Der Augsburger Landrat Martin Sailer will neuer Bezirkstagspräsident werden. Vor der Wahl am nächsten Donnerstag hat er eine überraschende Koalition geschmiedet.
Martin Sailer ist kein Lautsprecher. Der Augsburger Landrat verfolgt seine Ziele leise, aber strategisch und beharrlich. Jetzt steht der CSU-Politiker kurz davor, eine wichtige Etappe seiner politischen Laufbahn zu gewinnen. Sailer wird voraussichtlich am nächsten Donnerstag zum neuen schwäbischen Bezirkstagspräsidenten gewählt.
Damit wird Sailer formal Nachfolger von Jürgen Reichert, der das Amt 15 Jahre lang ohne großes Tamtam bekleidete und gute Arbeit leistete. Doch in der schwäbischen Politik sehen manche Sailer eher in der Tradition des legendären „Schwabenherzogs“ Georg Simnacher, der dem Bezirk fast 30 Jahre von 1974 bis 2003 seinen Stempel aufgedrückt hatte. „Sailer hat das Zeug, um diese wichtige Rolle auszufüllen“, sagt der einflussreiche schwäbische CSU-Landtagsabgeordnete Alfred Sauter.

> [Aufgabenstellung 1] Fassen Sie den Artikel über Martin Sailer in zwei Sätzen zusammen.
> [Aufgabenstellung 2] Geben Sie aus dem Artikel über Martin Sailer den Abschnitt wortgetreu wieder, der mit den Worten „Martin Sailer ist“ einsetzt und mit den Worten „schwäbischen Bezirkstagspräsidenten gewählt.“ schließt.
> [Aufgabenstellung 3] Wie lange bekleidete Jürgen Reichert laut dem Artikel über Martin Sailer das Amt?

> [Ausgangsmaterial]
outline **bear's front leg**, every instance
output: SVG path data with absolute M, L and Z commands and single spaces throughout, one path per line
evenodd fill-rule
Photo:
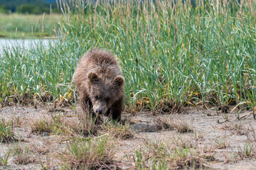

> [Endergebnis 1] Der Augsburger Landrat und CSU-Politiker Martin Sailer wird voraussichtlich am nächsten Donnerstag zum neuen schwäbischen Bezirkstagspräsidenten gewählt und damit formal Nachfolger von Jürgen Reichert, der das Amt 15 Jahre lang bekleidete. Manche in der schwäbischen Politik sehen ihn jedoch eher in der Tradition von Georg Simnacher, und der CSU-Landtagsabgeordnete Alfred Sauter traut ihm zu, diese wichtige Rolle auszufüllen.

> [Endergebnis 2]
Martin Sailer ist kein Lautsprecher. Der Augsburger Landrat verfolgt seine Ziele leise, aber strategisch und beharrlich. Jetzt steht der CSU-Politiker kurz davor, eine wichtige Etappe seiner politischen Laufbahn zu gewinnen. Sailer wird voraussichtlich am nächsten Donnerstag zum neuen schwäbischen Bezirkstagspräsidenten gewählt.

> [Endergebnis 3] 15 Jahre lang.